- _Available data_
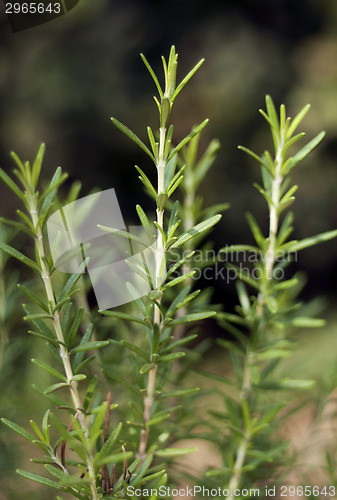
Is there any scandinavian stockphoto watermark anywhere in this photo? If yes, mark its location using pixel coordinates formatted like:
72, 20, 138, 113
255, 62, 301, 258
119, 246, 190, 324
3, 0, 80, 32
170, 245, 297, 284
47, 189, 297, 310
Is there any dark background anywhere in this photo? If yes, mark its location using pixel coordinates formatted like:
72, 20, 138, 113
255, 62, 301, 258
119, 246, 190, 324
0, 0, 337, 300
0, 0, 337, 500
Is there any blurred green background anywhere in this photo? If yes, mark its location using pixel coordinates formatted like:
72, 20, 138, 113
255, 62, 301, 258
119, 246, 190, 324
0, 0, 337, 500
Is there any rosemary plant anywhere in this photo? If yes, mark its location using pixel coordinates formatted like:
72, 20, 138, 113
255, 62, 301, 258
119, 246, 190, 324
0, 47, 221, 500
198, 96, 337, 498
103, 47, 221, 461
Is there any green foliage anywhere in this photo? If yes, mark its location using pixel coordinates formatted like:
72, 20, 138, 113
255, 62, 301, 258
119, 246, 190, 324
0, 47, 221, 500
0, 47, 337, 500
197, 96, 337, 497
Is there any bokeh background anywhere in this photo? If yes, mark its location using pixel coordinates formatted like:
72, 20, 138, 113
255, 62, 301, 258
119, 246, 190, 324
0, 0, 337, 500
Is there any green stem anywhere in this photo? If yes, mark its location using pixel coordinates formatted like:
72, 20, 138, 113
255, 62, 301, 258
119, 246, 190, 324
29, 193, 98, 500
138, 127, 166, 460
227, 130, 285, 492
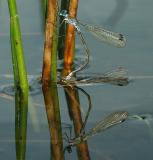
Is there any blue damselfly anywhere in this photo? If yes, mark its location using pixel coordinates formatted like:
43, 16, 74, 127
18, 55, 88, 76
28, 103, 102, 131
60, 10, 126, 80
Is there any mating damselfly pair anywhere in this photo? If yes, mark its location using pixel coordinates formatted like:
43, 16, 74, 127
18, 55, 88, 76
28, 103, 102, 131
64, 111, 128, 152
0, 67, 129, 96
59, 10, 126, 80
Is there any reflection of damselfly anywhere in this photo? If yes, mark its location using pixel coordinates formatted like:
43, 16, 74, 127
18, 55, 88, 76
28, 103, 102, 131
60, 10, 126, 79
65, 111, 128, 152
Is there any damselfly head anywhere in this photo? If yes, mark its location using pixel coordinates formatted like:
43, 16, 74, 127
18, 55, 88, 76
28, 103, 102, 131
59, 10, 68, 17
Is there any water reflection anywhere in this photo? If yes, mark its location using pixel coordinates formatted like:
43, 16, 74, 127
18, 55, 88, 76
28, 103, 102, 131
42, 84, 64, 160
15, 90, 28, 160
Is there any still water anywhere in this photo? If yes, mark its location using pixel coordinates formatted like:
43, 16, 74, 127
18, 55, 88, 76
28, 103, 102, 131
0, 0, 153, 160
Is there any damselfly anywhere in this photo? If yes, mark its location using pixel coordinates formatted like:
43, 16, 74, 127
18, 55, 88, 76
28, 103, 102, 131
65, 111, 128, 152
58, 67, 129, 86
60, 10, 126, 80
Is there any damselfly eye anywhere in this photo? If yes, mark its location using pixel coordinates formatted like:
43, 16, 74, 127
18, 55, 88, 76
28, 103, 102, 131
66, 146, 72, 153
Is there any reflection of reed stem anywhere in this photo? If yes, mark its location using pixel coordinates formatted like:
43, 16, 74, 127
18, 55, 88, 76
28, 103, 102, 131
64, 0, 78, 76
43, 84, 64, 160
15, 92, 28, 160
64, 86, 90, 160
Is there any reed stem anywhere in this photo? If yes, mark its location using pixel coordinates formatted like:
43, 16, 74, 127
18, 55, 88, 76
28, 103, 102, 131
42, 0, 57, 84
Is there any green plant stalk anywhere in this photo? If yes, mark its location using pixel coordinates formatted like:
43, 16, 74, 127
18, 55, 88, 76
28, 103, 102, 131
8, 0, 28, 94
58, 0, 70, 59
8, 0, 28, 160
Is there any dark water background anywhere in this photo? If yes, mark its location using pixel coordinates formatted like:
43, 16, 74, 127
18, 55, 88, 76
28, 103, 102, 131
0, 0, 153, 160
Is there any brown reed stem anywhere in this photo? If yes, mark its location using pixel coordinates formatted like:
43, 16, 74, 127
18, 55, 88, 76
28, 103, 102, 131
63, 0, 78, 76
42, 0, 57, 84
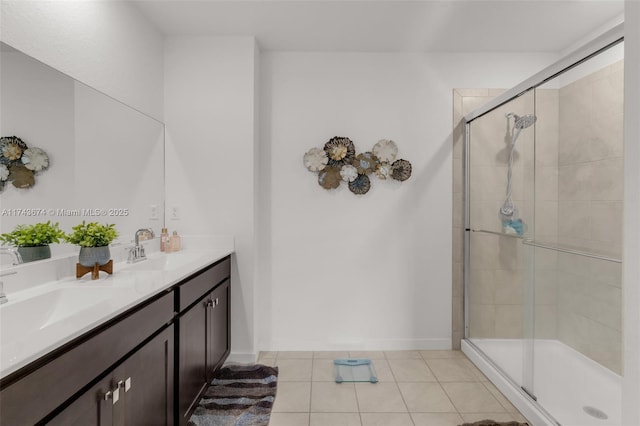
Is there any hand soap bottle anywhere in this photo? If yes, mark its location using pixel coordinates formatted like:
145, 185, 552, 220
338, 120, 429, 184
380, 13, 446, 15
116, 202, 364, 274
160, 228, 169, 251
169, 231, 182, 251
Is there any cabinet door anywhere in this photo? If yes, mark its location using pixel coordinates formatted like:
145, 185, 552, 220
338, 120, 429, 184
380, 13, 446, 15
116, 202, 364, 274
46, 376, 119, 426
178, 298, 209, 425
117, 326, 174, 426
207, 280, 231, 380
47, 327, 173, 426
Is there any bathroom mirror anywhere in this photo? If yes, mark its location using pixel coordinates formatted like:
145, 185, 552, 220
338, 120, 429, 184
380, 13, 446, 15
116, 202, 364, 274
0, 43, 164, 262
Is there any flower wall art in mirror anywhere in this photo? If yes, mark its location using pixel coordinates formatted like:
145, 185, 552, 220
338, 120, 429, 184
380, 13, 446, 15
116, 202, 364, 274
0, 136, 49, 191
303, 136, 411, 195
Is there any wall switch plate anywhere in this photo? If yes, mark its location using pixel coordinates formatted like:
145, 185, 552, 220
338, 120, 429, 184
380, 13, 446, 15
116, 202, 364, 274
169, 204, 180, 220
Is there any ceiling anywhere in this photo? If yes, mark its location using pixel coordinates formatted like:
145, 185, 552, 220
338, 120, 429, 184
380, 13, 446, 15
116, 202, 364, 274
135, 0, 624, 52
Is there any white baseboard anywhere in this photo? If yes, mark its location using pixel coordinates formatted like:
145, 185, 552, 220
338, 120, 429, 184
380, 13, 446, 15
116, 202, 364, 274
261, 337, 451, 351
225, 352, 258, 364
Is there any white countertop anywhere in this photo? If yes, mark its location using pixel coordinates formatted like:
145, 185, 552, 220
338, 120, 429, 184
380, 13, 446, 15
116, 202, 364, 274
0, 245, 233, 378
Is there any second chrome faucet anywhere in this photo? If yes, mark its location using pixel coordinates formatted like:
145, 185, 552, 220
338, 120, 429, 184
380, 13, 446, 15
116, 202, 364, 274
127, 228, 156, 263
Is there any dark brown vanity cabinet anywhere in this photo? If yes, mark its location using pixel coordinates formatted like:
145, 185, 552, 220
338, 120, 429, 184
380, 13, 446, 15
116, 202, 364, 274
47, 327, 174, 426
0, 290, 174, 426
176, 258, 230, 425
0, 256, 231, 426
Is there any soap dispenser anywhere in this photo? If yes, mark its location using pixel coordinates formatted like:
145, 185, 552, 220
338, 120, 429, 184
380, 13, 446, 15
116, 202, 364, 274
169, 231, 182, 251
160, 228, 169, 251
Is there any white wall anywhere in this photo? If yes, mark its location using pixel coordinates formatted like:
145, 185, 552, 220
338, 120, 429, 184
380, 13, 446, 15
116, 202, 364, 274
622, 0, 640, 425
257, 53, 557, 350
165, 37, 257, 360
0, 0, 163, 120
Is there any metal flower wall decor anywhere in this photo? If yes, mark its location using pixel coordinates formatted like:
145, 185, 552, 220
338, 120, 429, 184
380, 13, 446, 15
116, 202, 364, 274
303, 136, 411, 195
0, 136, 49, 191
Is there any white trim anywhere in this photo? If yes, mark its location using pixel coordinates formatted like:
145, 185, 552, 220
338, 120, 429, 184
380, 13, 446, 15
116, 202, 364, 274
264, 337, 451, 351
225, 352, 258, 364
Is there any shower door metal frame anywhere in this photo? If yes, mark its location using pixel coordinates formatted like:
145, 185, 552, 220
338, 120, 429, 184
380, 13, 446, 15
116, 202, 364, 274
463, 23, 624, 425
463, 23, 624, 339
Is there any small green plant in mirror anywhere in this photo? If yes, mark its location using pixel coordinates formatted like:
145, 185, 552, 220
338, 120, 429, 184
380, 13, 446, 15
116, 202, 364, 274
64, 220, 118, 247
0, 221, 65, 247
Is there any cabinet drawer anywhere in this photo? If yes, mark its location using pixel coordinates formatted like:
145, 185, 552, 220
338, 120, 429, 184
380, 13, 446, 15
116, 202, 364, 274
0, 293, 174, 425
179, 257, 231, 312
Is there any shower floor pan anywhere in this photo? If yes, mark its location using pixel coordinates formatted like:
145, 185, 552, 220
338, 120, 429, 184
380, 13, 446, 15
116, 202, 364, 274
463, 339, 622, 426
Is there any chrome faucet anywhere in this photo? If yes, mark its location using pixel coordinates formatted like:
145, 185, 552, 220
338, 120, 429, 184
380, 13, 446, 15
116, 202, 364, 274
127, 228, 156, 263
0, 247, 23, 266
0, 271, 17, 305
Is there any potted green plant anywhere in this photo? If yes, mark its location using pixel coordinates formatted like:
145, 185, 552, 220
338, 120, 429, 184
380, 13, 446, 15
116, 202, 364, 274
0, 221, 64, 263
64, 220, 118, 267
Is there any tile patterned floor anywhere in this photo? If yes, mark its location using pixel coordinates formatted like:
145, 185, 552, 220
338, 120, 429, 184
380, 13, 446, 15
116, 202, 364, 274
258, 351, 526, 426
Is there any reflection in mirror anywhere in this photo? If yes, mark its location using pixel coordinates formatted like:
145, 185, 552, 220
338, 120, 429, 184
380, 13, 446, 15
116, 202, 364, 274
0, 43, 164, 264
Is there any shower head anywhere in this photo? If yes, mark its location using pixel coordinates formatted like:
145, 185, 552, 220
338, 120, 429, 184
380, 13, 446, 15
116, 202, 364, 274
506, 112, 538, 130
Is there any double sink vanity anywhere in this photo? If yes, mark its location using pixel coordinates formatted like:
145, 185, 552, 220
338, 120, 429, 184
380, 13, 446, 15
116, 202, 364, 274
0, 243, 233, 426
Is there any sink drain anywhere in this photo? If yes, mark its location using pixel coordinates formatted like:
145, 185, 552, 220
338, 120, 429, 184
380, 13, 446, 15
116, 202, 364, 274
582, 405, 609, 420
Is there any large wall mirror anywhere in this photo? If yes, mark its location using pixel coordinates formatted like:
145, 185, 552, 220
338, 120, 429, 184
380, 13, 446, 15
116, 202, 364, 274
0, 43, 164, 262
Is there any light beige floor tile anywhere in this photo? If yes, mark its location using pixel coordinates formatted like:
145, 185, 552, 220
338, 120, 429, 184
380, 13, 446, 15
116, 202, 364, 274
349, 351, 385, 359
372, 359, 396, 382
388, 359, 436, 382
463, 359, 489, 382
442, 382, 505, 413
257, 354, 276, 366
269, 413, 309, 426
356, 383, 408, 413
482, 382, 518, 413
278, 351, 313, 361
427, 358, 478, 382
276, 357, 312, 382
360, 413, 413, 426
311, 359, 336, 382
420, 350, 466, 359
411, 413, 463, 426
312, 413, 362, 426
311, 382, 358, 413
313, 351, 349, 360
461, 413, 514, 423
398, 382, 456, 413
273, 381, 311, 413
384, 351, 422, 359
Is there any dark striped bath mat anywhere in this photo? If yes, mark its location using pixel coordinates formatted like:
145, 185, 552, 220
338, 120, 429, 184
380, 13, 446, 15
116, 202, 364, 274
189, 364, 278, 426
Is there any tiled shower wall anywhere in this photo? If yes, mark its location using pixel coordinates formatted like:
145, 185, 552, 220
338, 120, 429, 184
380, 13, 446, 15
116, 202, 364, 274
557, 61, 624, 373
452, 59, 623, 372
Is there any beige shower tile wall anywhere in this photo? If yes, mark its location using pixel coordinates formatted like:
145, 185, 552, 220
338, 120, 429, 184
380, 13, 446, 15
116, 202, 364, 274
557, 61, 624, 373
452, 89, 534, 348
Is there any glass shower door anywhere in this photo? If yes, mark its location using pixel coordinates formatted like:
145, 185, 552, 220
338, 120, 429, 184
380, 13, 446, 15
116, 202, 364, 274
466, 91, 536, 388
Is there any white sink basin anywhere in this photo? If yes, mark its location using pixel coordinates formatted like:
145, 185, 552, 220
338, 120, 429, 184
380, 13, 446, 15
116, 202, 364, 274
0, 287, 123, 346
125, 252, 198, 271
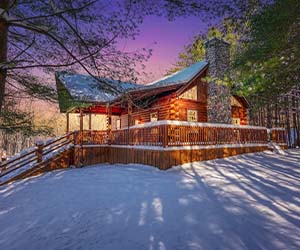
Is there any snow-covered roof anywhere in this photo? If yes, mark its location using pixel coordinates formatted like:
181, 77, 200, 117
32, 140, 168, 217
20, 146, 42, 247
147, 60, 208, 87
57, 71, 138, 102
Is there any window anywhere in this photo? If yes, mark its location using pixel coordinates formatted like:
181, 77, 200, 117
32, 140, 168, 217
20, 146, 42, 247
179, 86, 197, 101
230, 96, 242, 107
187, 110, 198, 122
150, 112, 158, 122
232, 118, 241, 125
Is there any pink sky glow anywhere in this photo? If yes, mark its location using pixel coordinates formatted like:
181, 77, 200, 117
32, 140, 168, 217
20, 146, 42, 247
120, 17, 207, 82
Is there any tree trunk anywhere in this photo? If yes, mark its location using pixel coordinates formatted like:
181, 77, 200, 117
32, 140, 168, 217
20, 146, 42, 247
0, 0, 9, 114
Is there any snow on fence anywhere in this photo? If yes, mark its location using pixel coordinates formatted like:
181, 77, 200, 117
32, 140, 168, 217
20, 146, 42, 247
0, 132, 75, 182
76, 121, 268, 147
271, 128, 287, 144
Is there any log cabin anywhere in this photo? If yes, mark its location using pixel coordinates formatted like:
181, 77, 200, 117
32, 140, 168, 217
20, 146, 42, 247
56, 38, 249, 131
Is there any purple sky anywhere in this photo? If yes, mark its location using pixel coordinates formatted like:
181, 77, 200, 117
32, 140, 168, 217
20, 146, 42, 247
120, 16, 207, 82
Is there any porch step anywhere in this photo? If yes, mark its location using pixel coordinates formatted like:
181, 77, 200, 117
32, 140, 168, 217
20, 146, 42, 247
268, 142, 286, 155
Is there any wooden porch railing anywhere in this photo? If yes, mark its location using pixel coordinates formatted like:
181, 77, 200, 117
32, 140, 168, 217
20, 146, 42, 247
75, 130, 108, 145
271, 128, 286, 143
76, 121, 268, 147
0, 132, 76, 177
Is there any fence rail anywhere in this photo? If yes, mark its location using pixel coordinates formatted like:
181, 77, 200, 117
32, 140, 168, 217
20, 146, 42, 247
76, 121, 270, 147
0, 132, 76, 177
271, 128, 287, 143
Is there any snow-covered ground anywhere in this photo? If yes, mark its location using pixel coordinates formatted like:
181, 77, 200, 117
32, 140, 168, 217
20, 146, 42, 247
0, 150, 300, 250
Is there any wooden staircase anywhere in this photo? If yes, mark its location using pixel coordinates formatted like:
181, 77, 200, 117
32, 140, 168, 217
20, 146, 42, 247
0, 132, 77, 186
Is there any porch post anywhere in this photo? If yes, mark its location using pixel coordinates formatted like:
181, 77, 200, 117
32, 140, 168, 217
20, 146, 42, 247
66, 112, 70, 133
107, 104, 112, 145
79, 109, 83, 132
127, 98, 132, 145
89, 113, 92, 130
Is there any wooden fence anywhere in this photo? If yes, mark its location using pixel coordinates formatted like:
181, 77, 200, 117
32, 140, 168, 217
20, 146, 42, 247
76, 121, 268, 147
0, 132, 75, 177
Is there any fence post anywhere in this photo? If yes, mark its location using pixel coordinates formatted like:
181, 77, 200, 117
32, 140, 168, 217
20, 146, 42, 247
162, 124, 168, 148
35, 141, 44, 163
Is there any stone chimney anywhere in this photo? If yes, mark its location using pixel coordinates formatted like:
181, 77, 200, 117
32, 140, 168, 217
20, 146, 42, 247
205, 37, 232, 124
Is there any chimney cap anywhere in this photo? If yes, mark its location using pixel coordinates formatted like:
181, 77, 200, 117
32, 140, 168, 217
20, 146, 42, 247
204, 36, 230, 47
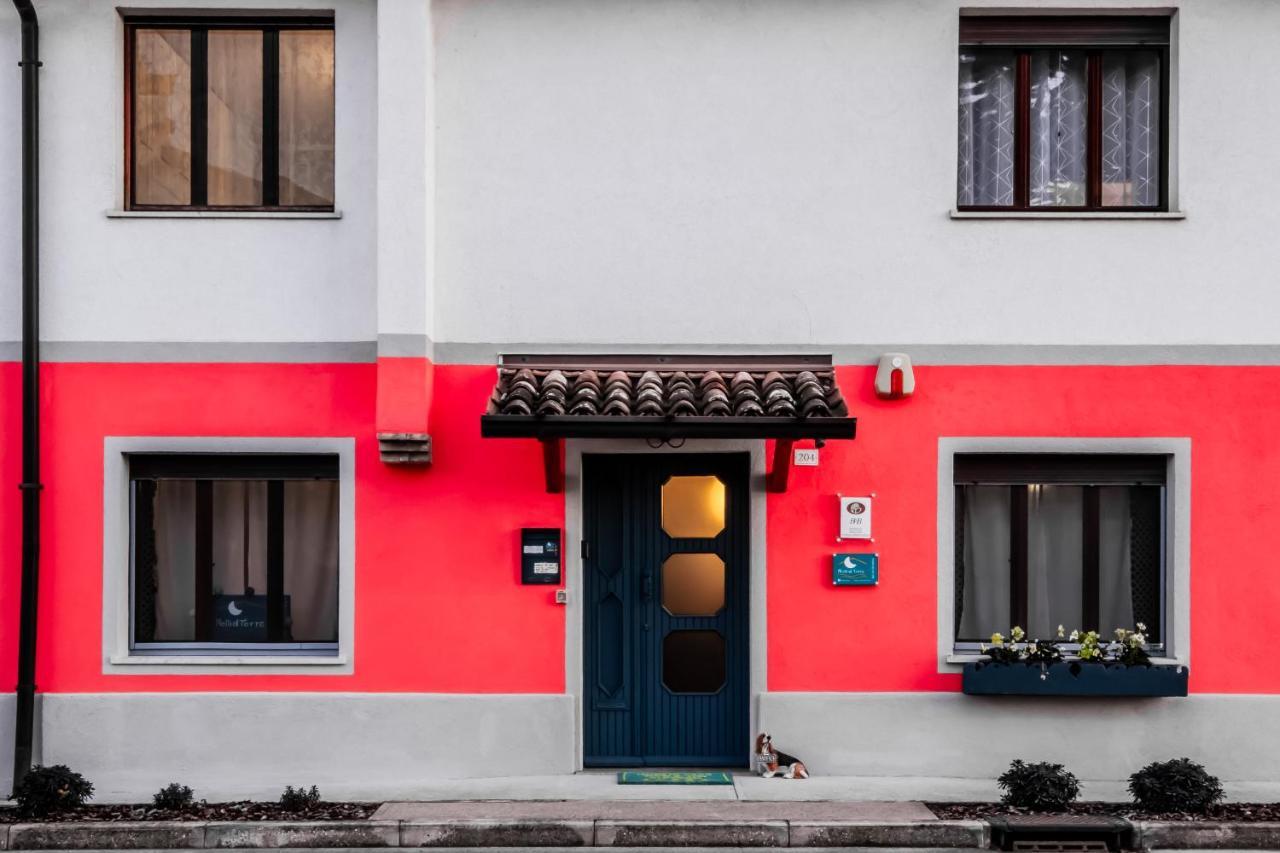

- _Problem description_
Please repeat the listing from the line containing "Is there any wooden staircase" up to and including the end of the listing, with "stone chimney" replaced by "brick chimney" and all else unchanged. Leave the pictures out.

- _Solution for this task_
Is there any wooden staircase anywhere in this photo? If yes, mark its location using pixel coordinates formatted like:
181, 77, 200, 117
32, 140, 168, 217
20, 146, 42, 247
0, 132, 77, 186
Is there any porch post anywhere in this photo? If yes, mark its location using pixel coordinates formatted like:
181, 77, 200, 117
32, 140, 168, 217
20, 146, 42, 247
66, 112, 70, 133
107, 104, 112, 145
79, 109, 83, 132
127, 98, 132, 145
89, 113, 92, 130
Is there any wooden fence anywhere in this photo? If yes, mark its location using pixel coordinates formatted like:
181, 77, 200, 117
32, 140, 168, 217
20, 146, 42, 247
76, 121, 268, 147
0, 132, 75, 177
Is there any fence post anywhere in this photo? If yes, mark its location using pixel coordinates formatted like:
181, 77, 200, 117
32, 140, 168, 217
20, 146, 42, 247
162, 124, 168, 148
35, 141, 44, 163
Is there any brick chimney anywhere in this photo? If yes, mark its location using pixel coordinates formatted like:
181, 77, 200, 117
32, 140, 168, 217
20, 146, 42, 247
205, 37, 232, 124
Is there any chimney cap anywhere in this photo? If yes, mark its location using pixel coordinates formatted like:
181, 77, 200, 117
32, 140, 168, 217
20, 146, 42, 247
204, 36, 230, 47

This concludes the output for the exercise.